— Begin Record excerpts —
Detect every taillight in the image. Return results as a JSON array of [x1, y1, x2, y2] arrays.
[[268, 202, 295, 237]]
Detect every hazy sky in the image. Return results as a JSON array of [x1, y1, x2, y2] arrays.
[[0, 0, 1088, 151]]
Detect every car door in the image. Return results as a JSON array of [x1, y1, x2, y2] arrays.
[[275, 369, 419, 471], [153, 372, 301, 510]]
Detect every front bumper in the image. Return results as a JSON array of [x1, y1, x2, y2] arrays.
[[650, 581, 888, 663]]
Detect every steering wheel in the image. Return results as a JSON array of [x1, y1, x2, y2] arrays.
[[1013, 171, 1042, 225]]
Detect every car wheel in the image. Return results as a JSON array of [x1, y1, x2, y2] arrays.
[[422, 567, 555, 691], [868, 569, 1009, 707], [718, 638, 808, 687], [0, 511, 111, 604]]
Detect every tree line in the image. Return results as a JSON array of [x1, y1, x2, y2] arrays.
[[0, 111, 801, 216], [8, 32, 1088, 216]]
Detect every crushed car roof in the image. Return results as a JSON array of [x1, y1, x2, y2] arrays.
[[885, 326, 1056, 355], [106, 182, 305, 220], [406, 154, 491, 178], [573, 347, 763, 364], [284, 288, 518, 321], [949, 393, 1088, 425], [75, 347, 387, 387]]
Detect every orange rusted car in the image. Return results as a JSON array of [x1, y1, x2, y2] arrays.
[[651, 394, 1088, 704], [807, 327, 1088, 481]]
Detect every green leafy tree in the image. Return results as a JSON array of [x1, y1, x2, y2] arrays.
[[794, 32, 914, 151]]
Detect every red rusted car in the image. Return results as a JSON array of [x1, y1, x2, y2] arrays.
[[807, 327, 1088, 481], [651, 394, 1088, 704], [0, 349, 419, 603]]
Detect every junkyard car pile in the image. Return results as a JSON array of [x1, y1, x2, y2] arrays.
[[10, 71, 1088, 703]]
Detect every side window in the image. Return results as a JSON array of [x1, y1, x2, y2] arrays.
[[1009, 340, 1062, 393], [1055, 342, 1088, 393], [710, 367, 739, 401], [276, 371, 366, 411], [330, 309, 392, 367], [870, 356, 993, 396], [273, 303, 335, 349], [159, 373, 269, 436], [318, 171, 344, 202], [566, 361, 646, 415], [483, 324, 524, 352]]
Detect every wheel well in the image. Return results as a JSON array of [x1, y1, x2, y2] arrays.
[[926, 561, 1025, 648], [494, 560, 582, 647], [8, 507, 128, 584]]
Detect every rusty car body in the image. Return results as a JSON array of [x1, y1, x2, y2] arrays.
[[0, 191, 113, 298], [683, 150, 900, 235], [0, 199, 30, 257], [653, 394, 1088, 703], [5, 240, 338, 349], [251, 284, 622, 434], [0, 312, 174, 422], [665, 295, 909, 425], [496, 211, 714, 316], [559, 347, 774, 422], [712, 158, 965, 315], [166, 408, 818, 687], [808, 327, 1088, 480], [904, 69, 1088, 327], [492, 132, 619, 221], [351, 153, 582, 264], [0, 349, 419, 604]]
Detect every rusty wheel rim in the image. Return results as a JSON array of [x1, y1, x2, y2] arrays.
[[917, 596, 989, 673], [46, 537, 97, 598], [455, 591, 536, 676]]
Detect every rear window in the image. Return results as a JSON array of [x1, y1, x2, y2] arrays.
— End Record excerpts —
Set problem
Format the lines of the records as a numbered list, starting at the line that contains "Detect every orange" and running through the last line of the records, with both ends included and blank lines left out.

Answer to the exercise
1. Detect every orange rusted car in the image. Return results as a JSON array of [x1, y1, x2, y2] arrays.
2. [[651, 394, 1088, 704], [807, 327, 1088, 481]]
3. Detect every green leafy tree in the image. Return results as a JSON array of [x1, y1, x2, y2] arrays.
4. [[794, 32, 914, 151]]
5. Detect every red rusted car in the image. Return results as a JSON array of [x1, y1, x2, y2] arrays.
6. [[807, 327, 1088, 481], [651, 394, 1088, 704], [0, 349, 419, 603]]
7. Detect every junkyard car pile in the image. Return results as a JSON array of [x1, y1, x2, y2] arrays.
8. [[10, 71, 1088, 703]]
9. Detect every side window in the image. Return results as a JSON array of [x1, y1, x2, y2] arrays.
10. [[1009, 340, 1062, 393], [1055, 342, 1088, 393], [710, 367, 739, 401], [276, 371, 366, 411], [330, 309, 392, 367], [870, 356, 993, 396], [273, 303, 335, 349], [159, 373, 269, 436], [318, 171, 344, 202], [566, 361, 646, 415], [483, 324, 524, 352]]
11. Detect every wheel well in the image. Return results as a JSON array of [x1, y1, x2, y2] arrays.
12. [[926, 561, 1025, 648], [494, 560, 582, 647], [8, 507, 128, 584]]
13. Detect every rusty car body in the image. Return results as a JSON array of [x1, y1, x2, y2] arrays.
14. [[0, 191, 113, 298], [683, 150, 900, 235], [0, 199, 30, 257], [653, 394, 1088, 703], [5, 240, 338, 349], [251, 284, 622, 434], [0, 312, 174, 422], [665, 295, 909, 425], [496, 211, 714, 316], [559, 347, 774, 422], [712, 158, 965, 315], [166, 408, 818, 687], [808, 327, 1088, 480], [904, 69, 1088, 327], [492, 132, 619, 221], [351, 153, 582, 264], [0, 349, 419, 604]]
15. Detect every rusty wheel rim in the image. Return results as a JSON array of [x1, y1, x2, y2] arrays.
16. [[917, 596, 989, 673], [46, 537, 97, 598], [455, 591, 536, 676]]
17. Detect every rear window in the image. Return results as a JSON array of [x1, y1, x2, y2] arrays.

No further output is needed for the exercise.